◆ **The problem**:
In the data below, find the line containing "top-left (252, 38), bottom-right (310, 187)", then set down that line and every later line up to and including the line containing "top-left (9, 38), bottom-right (182, 253)", exactly.

◆ **Given data**:
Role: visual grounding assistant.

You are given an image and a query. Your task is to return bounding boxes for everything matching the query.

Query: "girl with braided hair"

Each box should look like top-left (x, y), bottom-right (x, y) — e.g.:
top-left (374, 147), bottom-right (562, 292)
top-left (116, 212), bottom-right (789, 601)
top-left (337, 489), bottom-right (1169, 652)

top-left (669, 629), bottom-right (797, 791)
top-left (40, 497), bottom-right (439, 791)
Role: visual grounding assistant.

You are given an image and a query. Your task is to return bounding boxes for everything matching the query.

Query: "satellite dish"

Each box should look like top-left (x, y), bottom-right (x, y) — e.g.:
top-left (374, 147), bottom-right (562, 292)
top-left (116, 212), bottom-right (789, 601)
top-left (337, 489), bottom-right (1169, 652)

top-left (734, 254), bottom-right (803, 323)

--

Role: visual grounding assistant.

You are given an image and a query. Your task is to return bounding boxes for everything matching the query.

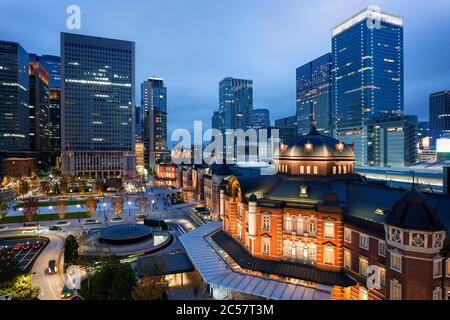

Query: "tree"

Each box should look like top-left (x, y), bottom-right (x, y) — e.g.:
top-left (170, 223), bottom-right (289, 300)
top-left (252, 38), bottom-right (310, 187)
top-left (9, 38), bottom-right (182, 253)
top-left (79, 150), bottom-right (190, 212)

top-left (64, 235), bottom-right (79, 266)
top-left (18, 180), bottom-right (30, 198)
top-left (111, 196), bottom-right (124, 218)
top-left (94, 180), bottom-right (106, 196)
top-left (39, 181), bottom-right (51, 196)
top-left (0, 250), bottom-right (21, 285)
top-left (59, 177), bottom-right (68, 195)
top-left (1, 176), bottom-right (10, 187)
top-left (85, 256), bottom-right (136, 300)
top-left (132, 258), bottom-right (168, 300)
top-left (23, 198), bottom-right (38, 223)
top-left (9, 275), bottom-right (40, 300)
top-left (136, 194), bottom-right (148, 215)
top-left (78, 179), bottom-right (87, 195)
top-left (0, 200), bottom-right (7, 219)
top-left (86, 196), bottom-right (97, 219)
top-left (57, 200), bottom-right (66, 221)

◆ **Output below**:
top-left (252, 38), bottom-right (310, 187)
top-left (9, 38), bottom-right (182, 253)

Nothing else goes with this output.